Directions:
1: Answer these from the impaired-driving grants article:
(a) Which three states will receive the grant funding?
(b) How many drunk driving deaths does NHTSA data record for 2022?
(c) What is Idaho using its grant funding to increase?
2: Reproduce word for word the passage of the impaired-driving grants article that starts at the words "Funding from a" and ends after the words "just three years.".

Text provided:
+++++

Grants worth more than $86,000 have been awarded to three US states for initiatives to combat alcohol, cannabis and multiple-substance impaired driving.

Funding from a partnership – now in its tenth year – between the Governors Highway Safety Association (GHSA), and the National Alliance to Stop Impaired Driving (NASID), will support projects in Colorado, Idaho and Missouri to improve their ability to detect impaired drivers and remove them from the road.

According to National Highway Traffic Safety Administration (NHTSA), data drunk driving deaths have risen from 10,142 in 2019 to 13,524 in 2022 – a 33 per cent increase in just three years.

Drug and multiple substance-impaired driving is also said to be a growing safety concern. NHTSA statistics show more than half (56 per cent) of people injured or killed in crashes on US roads tested positive for alcohol and/or drugs between 2019 and 2021.

“Our law enforcement partners across the country are doing everything they can to address impaired driving and make our roads safer, but they face an incredible challenge and need our support,” said GHSA Chief Executive Officer Jonathan Adkins.

“GHSA’s decade-long partnership with and NASID helps provide law enforcement with the resources they need to identify impaired drivers, making our roads safer for everyone.”

In Colorado, where more drivers are reported to be refusing to provide a breath or blood sample after DUI arrests, the Colorado Department of Transportation and the Colorado Task Force on Drunk and Impaired Driving will use the grant funding to raise awareness of the consequences of refusing a toxicological test.

In Idaho, the Transportation Department Office of Highway Safety, in collaboration with the North Idaho DUI Task Force, is using grant funding to enhance the number of trained Drug Recognition Expert officers and phlebotomists in the region.

While in Missouri the funding will be used to help police learn to better recognize the signs of cannabis impairment.

+++++

(Records from a collection)
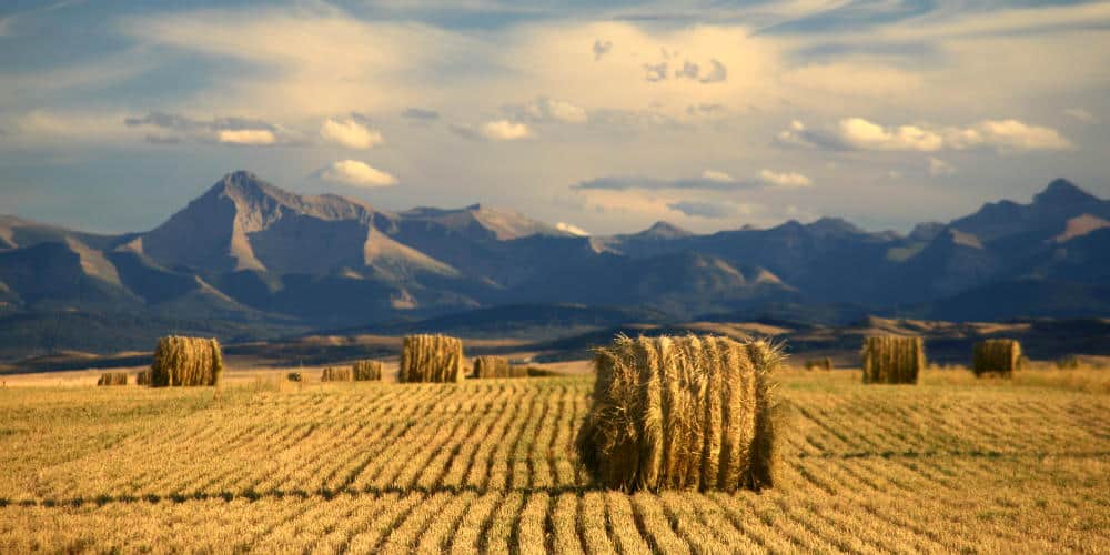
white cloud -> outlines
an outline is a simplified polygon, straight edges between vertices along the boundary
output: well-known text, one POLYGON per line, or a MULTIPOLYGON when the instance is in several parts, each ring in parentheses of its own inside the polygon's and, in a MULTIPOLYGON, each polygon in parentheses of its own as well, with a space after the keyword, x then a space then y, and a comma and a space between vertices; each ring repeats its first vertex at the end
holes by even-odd
POLYGON ((708 181, 715 181, 718 183, 731 183, 736 181, 735 179, 733 179, 731 175, 717 170, 705 170, 704 172, 702 172, 702 179, 708 181))
POLYGON ((366 128, 353 118, 324 120, 320 137, 349 149, 365 150, 382 143, 382 133, 366 128))
POLYGON ((1000 150, 1063 150, 1071 148, 1071 143, 1054 129, 1029 125, 1018 120, 983 121, 972 130, 978 133, 969 133, 969 130, 961 131, 953 142, 955 148, 960 148, 959 141, 967 141, 967 147, 978 147, 980 144, 995 147, 1000 150))
POLYGON ((763 170, 759 172, 759 180, 764 183, 784 186, 784 188, 803 188, 814 184, 814 181, 809 178, 797 173, 797 172, 773 172, 770 170, 763 170))
POLYGON ((555 120, 564 123, 583 123, 586 110, 563 100, 541 97, 527 107, 527 114, 535 120, 555 120))
POLYGON ((515 141, 532 137, 532 130, 524 123, 495 120, 482 125, 482 134, 492 141, 515 141))
POLYGON ((945 162, 939 158, 929 158, 929 175, 937 178, 940 175, 951 175, 953 173, 956 173, 955 165, 945 162))
POLYGON ((340 160, 321 169, 316 176, 333 183, 353 186, 390 186, 397 184, 397 179, 357 160, 340 160))
POLYGON ((940 150, 945 140, 939 134, 917 125, 884 128, 862 118, 840 120, 839 137, 859 150, 940 150))
POLYGON ((577 225, 575 225, 573 223, 558 222, 558 223, 555 224, 555 229, 559 230, 562 232, 565 232, 565 233, 569 233, 572 235, 578 235, 581 238, 589 236, 589 232, 588 231, 586 231, 586 230, 584 230, 584 229, 582 229, 582 228, 579 228, 579 226, 577 226, 577 225))
POLYGON ((1082 108, 1068 108, 1063 111, 1070 118, 1079 120, 1083 123, 1098 123, 1099 119, 1094 117, 1093 113, 1083 110, 1082 108))
POLYGON ((777 141, 840 150, 937 152, 995 149, 999 152, 1063 150, 1071 143, 1058 131, 1018 120, 985 120, 966 128, 928 124, 880 125, 862 118, 846 118, 827 129, 809 129, 799 121, 781 131, 777 141))
POLYGON ((269 129, 225 129, 216 132, 216 140, 225 144, 262 145, 278 142, 269 129))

+++++

Task-by-task solutions:
1:
(a) Colorado, Idaho and Missouri.
(b) 13,524.
(c) The number of trained Drug Recognition Expert officers and phlebotomists in the region.

2:
Funding from a partnership – now in its tenth year – between the Governors Highway Safety Association (GHSA), and the National Alliance to Stop Impaired Driving (NASID), will support projects in Colorado, Idaho and Missouri to improve their ability to detect impaired drivers and remove them from the road.

According to National Highway Traffic Safety Administration (NHTSA), data drunk driving deaths have risen from 10,142 in 2019 to 13,524 in 2022 – a 33 per cent increase in just three years.